◆ Given passage:
After a four-year stint in The Irish News, Mr Kinney moved to join the Dublin Herald, then to The Guardian to work in its London office.
He later returned to Northern Ireland and worked for The Belfast Telegraph before taking up the role of business editor at The News Letter in the 1960s and rising up the ranks to become deputy editor and chief leader (Morning View) writer under five editors.
Longstanding News Letter journalist Billy Kennedy expressed his deep sadness at the death of Mr Kinney, describing him as an “exceptional newsman” and “a decent and loyal newspaper colleague".
“He often said to me, ‘In Morning View, I write on behalf of the decent, upright, unionist and Presbyterian neighbours of mine in the Glens of Antrim.’ Dan had no time for the paramilitaries, on both sides, and those who were causing mayhem during that very difficult period," Mr Kennedy said.
"I learned much working alongside him – he was old school, but was a journalist who maintained the highest levels of accuracy, integrity, morality and decency. My sincere sympathy is extended to his family.”
Mr Kinney also contributed to Farming Life for many years through his weekly Rod and Gun column.
Farming Life editor Ruth Rodgers said: “His columns on the countryside and its management were both knowledgeable, entertaining and informative.

◆ Dataset items:

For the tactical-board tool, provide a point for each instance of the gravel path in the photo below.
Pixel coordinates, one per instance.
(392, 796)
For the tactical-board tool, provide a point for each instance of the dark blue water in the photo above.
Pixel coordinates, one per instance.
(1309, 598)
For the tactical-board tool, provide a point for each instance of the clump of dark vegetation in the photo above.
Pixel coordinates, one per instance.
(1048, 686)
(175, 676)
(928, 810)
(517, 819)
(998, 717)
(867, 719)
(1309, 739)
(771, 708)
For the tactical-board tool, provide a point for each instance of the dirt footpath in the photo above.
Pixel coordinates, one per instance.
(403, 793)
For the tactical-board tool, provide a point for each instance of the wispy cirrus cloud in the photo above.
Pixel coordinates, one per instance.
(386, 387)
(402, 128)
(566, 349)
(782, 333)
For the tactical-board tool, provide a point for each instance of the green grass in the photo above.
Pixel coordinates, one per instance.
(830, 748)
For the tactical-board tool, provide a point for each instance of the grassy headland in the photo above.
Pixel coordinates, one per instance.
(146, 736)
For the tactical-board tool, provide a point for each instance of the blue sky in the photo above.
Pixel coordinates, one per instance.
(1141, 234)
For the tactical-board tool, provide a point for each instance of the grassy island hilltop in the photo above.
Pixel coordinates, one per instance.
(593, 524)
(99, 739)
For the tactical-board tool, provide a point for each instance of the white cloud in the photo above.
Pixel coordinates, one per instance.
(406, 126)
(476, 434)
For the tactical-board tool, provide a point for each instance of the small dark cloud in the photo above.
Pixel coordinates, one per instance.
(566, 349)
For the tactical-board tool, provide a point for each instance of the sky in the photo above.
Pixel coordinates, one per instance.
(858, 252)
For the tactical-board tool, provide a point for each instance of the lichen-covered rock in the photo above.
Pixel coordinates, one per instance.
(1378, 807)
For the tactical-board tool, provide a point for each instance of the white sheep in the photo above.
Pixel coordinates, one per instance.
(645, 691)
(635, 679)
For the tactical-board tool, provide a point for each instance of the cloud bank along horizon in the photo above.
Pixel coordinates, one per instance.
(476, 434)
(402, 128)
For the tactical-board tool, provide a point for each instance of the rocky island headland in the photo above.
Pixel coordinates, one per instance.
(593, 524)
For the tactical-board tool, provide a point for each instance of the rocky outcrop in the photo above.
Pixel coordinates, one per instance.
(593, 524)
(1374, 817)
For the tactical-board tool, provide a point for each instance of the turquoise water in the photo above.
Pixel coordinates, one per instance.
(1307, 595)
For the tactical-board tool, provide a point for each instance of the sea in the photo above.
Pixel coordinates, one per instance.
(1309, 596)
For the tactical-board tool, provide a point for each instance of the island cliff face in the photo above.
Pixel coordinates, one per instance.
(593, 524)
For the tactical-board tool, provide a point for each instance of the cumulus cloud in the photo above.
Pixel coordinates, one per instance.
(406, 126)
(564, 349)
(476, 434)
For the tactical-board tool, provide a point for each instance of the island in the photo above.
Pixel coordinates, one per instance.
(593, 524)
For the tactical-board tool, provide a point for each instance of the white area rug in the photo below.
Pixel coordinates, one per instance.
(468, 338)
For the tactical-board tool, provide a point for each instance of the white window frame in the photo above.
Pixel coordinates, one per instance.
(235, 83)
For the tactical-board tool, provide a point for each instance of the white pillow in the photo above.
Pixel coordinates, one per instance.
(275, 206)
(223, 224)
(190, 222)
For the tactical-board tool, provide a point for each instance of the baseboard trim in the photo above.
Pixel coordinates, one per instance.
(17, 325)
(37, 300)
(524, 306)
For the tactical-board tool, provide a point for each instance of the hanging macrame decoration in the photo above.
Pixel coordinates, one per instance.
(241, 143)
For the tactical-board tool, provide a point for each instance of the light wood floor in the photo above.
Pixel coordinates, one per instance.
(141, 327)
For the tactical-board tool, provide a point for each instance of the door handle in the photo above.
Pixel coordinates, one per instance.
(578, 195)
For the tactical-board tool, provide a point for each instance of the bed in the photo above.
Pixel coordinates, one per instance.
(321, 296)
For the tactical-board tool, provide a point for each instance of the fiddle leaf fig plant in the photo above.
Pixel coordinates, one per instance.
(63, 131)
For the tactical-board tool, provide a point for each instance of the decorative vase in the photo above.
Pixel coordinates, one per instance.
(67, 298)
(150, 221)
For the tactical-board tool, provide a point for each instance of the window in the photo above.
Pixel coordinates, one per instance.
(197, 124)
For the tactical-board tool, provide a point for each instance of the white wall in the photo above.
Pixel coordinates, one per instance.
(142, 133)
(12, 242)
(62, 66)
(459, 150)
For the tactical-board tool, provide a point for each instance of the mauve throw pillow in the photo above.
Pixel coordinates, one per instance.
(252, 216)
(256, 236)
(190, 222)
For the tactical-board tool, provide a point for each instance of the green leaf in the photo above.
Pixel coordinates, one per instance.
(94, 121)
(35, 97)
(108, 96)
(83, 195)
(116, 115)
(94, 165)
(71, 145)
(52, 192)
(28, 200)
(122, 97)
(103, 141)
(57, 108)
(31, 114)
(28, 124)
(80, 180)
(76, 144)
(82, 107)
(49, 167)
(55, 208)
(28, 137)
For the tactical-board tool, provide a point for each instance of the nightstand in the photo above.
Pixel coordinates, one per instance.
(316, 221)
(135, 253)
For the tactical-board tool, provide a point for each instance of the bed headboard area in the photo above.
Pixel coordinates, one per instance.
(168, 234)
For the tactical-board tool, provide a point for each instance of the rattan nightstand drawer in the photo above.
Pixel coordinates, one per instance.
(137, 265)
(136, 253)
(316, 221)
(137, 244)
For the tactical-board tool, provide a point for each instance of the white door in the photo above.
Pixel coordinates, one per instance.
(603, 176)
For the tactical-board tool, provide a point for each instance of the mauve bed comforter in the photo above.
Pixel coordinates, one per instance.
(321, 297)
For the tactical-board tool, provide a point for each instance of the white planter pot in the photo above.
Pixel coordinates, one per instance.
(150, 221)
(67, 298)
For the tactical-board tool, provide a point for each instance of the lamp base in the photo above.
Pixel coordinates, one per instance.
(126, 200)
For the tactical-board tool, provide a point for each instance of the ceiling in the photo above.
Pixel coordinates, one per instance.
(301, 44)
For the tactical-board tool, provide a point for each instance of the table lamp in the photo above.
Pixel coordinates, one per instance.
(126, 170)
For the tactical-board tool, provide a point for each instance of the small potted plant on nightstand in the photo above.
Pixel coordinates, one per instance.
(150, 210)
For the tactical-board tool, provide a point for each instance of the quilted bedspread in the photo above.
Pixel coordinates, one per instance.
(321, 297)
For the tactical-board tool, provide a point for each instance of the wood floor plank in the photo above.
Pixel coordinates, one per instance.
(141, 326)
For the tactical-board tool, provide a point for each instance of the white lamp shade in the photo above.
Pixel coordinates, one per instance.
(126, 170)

◆ Written problem 1: Rewrite the paragraph of the passage on Mr Kinney's career that begins "He later returned to Northern Ireland" in shorter form, keeping its main facts.
◆ Written problem 2: Carry on the passage on Mr Kinney's career from the point where it stops.
The material is separate from the passage on Mr Kinney's career.

◆ Task response 1: Mr Kinney came back to Northern Ireland and worked at The Belfast Telegraph. In the 1960s he became business editor at The News Letter, then rose to deputy editor and chief leader (Morning View) writer under five editors.

◆ Task response 2:
“It was clear he had a genuine love for the outdoor life and he was usually accompanied by one of his grandsons as he took off across the moors in search of grouse, a fox or a missing dog. His passing leaves a big hole for his family and the wider community.”
In addition to his career in journalism, Mr Kinney was also an avid member of Ruairi Og Hurling and Camogie Club. A former player, he later became a manager and then chairman of the club.
Writing for The Saffron Gael website, journalist Denis O’Hara referred to Mr Kinney as a “powerhouse hurler”.
“He was one of the driving forces behind the Cushendall breakthrough at senior level and one of Dan’s proudest moments was when Chairman of the Ruairi Og hurling club during 1981 when the team won their first Antrim Senior Hurling Championship title,” wrote Mr O’Hara.